- Exercise objective
Hunt through the entries for the word "lighthouse" and copy each line in which it appears.
[Start of Attachment]
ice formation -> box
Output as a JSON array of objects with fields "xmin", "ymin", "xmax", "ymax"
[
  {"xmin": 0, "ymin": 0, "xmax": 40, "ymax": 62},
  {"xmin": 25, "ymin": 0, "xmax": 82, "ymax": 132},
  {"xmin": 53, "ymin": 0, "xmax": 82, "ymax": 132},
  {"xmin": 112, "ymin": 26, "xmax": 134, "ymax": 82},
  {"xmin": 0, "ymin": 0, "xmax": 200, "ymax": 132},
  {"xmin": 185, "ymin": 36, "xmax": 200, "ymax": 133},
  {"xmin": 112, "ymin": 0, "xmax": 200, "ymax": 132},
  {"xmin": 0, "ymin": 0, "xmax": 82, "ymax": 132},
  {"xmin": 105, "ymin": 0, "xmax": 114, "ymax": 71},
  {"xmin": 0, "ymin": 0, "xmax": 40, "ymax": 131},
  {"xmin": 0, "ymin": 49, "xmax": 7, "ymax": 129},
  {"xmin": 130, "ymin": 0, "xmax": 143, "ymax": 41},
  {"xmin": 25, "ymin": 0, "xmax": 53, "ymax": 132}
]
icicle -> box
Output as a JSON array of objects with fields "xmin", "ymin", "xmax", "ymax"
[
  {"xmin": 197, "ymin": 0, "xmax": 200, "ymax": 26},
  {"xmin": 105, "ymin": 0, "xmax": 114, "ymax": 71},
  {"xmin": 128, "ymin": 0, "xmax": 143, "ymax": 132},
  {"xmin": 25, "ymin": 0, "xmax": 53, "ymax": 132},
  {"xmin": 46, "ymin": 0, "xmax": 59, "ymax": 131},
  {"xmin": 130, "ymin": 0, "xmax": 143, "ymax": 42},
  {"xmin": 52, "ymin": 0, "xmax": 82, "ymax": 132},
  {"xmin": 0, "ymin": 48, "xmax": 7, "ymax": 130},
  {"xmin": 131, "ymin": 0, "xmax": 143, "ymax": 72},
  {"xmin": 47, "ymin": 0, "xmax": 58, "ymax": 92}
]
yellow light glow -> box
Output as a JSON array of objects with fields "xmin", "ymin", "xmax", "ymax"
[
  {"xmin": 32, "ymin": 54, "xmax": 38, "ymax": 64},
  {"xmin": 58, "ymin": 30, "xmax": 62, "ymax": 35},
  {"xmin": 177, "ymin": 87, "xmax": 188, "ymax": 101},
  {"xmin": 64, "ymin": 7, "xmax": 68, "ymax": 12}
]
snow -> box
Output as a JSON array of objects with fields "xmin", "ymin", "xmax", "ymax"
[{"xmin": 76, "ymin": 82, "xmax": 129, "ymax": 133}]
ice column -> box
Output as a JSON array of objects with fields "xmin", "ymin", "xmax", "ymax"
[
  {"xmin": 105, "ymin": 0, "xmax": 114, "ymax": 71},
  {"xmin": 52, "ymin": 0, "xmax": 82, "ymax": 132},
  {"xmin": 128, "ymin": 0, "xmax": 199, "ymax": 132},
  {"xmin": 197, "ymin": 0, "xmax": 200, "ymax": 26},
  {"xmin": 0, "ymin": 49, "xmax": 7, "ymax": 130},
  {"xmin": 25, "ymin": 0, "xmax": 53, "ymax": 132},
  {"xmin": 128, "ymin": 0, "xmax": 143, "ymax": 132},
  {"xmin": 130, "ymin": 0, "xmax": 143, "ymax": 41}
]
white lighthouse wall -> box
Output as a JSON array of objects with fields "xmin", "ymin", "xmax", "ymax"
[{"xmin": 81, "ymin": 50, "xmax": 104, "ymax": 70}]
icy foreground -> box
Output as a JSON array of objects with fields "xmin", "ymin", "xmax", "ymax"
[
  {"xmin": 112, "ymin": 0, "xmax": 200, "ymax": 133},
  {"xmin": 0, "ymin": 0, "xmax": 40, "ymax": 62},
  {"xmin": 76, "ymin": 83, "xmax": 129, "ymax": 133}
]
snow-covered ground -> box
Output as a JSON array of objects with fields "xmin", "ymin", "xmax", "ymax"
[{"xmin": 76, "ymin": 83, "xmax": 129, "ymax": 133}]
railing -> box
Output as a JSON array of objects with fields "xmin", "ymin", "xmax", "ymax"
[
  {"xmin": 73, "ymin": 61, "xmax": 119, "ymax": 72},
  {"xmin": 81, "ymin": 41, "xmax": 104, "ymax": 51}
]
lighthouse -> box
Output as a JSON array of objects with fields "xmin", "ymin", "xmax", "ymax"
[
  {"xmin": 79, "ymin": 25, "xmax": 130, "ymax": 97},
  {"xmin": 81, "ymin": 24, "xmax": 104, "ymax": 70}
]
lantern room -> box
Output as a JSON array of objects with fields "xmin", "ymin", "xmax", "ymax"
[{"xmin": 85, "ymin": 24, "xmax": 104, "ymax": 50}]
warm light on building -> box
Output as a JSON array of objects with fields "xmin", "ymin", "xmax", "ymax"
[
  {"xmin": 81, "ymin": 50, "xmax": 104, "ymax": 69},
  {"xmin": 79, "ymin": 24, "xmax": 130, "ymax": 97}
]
[End of Attachment]
- Result of this exercise
white lighthouse wall -> box
lighthouse -> box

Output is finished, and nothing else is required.